Collected data -
————————

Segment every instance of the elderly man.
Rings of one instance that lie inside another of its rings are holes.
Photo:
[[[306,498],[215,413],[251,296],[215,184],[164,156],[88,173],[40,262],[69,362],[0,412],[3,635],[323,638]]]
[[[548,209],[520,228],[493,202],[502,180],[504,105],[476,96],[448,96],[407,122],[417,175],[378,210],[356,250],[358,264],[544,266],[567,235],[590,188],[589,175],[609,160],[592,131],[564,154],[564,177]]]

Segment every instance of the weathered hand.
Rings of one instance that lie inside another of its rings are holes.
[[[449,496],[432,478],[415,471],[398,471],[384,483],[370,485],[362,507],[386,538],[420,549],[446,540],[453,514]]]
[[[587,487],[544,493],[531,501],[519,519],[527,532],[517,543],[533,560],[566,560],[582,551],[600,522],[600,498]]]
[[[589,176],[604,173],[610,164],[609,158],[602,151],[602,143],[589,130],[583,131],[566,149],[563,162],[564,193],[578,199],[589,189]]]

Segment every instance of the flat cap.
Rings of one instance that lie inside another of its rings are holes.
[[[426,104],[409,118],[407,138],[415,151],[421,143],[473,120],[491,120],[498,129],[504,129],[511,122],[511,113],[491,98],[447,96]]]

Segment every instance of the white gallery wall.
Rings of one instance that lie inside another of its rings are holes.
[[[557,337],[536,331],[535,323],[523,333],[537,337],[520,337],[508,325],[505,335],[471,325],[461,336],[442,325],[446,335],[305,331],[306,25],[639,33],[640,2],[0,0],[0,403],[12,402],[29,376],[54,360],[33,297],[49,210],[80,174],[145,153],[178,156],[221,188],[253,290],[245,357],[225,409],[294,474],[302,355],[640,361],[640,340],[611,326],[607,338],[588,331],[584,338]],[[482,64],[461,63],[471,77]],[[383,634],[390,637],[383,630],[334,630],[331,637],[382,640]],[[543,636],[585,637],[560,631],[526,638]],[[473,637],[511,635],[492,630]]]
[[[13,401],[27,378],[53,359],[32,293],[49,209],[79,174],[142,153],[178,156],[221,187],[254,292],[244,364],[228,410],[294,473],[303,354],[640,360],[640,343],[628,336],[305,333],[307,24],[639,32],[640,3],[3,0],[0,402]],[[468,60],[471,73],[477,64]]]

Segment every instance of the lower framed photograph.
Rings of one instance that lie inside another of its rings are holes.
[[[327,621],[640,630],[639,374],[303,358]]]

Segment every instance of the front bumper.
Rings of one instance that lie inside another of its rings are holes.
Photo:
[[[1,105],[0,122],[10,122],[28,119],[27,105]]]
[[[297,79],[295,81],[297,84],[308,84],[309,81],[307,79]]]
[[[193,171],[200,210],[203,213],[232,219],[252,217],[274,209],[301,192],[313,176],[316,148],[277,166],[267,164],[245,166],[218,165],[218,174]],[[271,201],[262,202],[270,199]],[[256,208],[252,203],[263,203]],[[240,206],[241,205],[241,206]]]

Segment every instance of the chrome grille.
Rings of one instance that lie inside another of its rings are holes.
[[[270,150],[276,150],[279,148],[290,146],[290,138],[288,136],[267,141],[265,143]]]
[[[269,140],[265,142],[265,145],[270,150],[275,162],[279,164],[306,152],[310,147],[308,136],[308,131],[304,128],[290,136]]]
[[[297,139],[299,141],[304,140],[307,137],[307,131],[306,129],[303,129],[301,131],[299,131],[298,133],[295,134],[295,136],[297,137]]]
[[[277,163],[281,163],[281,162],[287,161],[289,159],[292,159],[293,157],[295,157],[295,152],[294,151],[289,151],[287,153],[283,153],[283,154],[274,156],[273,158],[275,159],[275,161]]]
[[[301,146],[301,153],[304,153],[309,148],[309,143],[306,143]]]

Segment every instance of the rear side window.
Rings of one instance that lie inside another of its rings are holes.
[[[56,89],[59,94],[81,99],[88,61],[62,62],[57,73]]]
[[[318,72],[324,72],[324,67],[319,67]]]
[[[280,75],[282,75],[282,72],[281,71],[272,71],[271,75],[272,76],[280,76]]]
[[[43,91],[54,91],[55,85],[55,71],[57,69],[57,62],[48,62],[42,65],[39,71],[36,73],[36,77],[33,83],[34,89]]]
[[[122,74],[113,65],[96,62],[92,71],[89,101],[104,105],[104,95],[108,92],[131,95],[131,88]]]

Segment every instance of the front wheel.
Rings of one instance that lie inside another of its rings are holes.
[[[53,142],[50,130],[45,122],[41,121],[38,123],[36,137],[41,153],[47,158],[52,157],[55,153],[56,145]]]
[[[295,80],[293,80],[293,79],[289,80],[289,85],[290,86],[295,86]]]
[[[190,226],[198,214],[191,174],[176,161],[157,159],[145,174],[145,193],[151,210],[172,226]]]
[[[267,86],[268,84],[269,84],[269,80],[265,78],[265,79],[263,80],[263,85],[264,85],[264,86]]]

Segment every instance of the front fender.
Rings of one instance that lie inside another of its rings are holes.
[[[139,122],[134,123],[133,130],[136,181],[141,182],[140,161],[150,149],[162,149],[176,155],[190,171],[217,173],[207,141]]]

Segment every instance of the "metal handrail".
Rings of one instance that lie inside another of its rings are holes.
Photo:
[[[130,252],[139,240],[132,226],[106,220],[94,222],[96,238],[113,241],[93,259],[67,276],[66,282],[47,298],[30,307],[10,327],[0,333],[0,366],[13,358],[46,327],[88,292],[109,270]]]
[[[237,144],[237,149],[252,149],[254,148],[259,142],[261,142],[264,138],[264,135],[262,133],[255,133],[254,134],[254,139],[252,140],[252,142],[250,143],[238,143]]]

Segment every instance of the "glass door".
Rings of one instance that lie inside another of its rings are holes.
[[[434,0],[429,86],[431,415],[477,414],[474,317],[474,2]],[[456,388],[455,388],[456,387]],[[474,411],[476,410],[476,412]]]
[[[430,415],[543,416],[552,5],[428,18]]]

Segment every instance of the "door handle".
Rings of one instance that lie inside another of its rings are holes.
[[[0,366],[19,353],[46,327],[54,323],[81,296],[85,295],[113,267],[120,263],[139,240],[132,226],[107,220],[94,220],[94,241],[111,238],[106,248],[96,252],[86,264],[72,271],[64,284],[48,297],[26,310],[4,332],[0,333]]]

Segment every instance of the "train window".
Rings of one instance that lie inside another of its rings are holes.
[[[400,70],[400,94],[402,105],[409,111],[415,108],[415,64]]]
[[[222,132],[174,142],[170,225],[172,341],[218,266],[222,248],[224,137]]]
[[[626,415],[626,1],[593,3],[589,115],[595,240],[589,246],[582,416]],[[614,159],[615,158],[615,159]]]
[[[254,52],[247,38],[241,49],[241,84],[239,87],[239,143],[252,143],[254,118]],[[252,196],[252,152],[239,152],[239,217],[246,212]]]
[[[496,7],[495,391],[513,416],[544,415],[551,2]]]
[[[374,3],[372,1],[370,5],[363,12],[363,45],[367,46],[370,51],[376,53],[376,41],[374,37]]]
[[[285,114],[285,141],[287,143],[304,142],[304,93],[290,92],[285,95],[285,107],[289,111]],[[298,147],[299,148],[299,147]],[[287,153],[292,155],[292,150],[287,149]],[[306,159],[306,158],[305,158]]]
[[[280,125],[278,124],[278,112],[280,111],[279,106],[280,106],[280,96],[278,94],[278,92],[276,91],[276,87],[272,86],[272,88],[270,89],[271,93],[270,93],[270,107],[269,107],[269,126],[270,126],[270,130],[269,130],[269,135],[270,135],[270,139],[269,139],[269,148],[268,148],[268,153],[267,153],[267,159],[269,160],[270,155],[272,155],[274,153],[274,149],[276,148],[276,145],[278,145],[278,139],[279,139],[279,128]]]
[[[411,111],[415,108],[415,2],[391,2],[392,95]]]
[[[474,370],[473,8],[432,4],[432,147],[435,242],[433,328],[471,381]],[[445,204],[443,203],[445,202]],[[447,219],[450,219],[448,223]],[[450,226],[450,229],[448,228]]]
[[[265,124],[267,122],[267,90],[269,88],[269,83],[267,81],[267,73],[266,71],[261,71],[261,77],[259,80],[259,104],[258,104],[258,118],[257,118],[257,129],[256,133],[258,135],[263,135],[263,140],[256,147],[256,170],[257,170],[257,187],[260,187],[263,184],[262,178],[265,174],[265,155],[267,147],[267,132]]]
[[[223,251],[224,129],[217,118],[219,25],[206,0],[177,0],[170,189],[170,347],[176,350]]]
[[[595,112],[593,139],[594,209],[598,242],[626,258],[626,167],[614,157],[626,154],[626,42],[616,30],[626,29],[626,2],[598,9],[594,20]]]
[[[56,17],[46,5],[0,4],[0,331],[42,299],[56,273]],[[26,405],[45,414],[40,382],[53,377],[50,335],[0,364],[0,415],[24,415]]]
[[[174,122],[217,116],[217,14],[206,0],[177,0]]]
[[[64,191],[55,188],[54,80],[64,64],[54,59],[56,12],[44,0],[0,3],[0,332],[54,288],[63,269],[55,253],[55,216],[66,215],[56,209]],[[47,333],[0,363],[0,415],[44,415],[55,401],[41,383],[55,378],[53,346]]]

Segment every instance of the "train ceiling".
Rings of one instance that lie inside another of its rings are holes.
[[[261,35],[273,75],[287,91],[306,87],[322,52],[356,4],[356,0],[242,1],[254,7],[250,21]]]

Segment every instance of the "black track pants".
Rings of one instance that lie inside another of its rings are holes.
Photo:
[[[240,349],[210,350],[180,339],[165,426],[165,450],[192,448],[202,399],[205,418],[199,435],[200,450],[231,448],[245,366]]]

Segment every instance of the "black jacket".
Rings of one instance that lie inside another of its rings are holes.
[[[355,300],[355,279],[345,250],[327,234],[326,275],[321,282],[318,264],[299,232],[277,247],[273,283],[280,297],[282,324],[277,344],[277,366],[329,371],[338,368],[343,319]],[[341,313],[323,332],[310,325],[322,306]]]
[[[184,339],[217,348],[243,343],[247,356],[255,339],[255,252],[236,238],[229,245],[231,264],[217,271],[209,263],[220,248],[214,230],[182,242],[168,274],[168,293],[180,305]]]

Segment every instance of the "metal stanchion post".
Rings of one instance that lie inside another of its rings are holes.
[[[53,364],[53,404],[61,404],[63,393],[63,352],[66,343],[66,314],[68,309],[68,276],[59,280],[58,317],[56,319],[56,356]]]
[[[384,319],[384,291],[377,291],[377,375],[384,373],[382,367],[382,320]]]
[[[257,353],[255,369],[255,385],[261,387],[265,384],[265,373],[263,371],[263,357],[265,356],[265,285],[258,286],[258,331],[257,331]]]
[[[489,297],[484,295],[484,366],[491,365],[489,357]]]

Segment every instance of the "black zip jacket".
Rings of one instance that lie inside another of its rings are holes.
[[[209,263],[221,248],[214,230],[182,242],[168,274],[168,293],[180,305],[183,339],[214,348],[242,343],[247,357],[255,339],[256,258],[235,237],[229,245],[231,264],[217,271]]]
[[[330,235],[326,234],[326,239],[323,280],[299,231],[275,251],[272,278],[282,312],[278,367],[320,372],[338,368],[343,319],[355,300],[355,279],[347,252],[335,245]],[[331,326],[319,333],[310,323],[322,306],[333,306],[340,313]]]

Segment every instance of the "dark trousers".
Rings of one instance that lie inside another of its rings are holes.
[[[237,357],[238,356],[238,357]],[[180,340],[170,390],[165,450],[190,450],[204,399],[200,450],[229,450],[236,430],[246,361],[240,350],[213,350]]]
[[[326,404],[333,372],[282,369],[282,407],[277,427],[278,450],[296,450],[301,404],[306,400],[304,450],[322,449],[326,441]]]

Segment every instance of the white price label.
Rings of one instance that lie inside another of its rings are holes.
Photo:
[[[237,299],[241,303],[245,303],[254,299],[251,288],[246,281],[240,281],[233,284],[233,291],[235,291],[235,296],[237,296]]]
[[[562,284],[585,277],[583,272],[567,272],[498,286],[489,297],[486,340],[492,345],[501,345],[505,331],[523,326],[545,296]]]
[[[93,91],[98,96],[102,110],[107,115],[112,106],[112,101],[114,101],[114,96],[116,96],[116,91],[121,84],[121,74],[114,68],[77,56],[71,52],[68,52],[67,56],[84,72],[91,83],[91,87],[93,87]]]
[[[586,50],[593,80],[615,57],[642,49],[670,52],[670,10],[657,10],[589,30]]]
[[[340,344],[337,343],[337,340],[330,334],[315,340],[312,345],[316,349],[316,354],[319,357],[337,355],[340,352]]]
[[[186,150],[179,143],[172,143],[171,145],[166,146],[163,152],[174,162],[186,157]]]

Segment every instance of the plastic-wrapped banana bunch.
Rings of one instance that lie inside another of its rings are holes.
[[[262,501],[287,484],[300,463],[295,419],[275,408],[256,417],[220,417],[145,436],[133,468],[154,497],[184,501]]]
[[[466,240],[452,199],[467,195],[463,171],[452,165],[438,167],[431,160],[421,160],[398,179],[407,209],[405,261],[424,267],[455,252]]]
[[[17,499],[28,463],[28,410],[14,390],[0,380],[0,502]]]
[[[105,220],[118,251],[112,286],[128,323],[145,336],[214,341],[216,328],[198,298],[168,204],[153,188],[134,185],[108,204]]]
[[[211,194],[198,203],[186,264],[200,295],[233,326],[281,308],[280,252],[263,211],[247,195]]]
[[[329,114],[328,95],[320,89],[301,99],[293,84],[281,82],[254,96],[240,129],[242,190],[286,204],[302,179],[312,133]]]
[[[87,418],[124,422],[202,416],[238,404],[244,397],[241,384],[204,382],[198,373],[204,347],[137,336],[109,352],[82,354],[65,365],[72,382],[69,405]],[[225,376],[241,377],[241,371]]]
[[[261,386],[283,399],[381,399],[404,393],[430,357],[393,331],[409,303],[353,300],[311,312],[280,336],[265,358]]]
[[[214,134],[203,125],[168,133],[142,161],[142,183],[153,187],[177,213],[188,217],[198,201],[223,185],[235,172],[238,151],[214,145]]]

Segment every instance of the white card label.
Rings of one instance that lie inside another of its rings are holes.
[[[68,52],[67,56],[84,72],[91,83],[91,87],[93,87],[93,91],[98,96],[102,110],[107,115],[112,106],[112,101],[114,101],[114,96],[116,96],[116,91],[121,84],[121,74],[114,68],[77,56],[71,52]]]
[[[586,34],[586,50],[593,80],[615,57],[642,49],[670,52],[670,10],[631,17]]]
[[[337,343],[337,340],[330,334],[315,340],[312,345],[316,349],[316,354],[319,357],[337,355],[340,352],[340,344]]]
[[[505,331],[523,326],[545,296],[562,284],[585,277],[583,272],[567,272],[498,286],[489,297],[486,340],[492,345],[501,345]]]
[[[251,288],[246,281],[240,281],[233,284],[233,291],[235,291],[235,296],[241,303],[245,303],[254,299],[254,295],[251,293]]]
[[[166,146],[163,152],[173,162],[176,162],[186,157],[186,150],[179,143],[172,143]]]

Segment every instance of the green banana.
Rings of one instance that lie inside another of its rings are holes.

————————

Work required - Please go through the data and copy each line containing the word "window".

Task answer -
Segment every instance of the rear side window.
Segment every instance of the "train window".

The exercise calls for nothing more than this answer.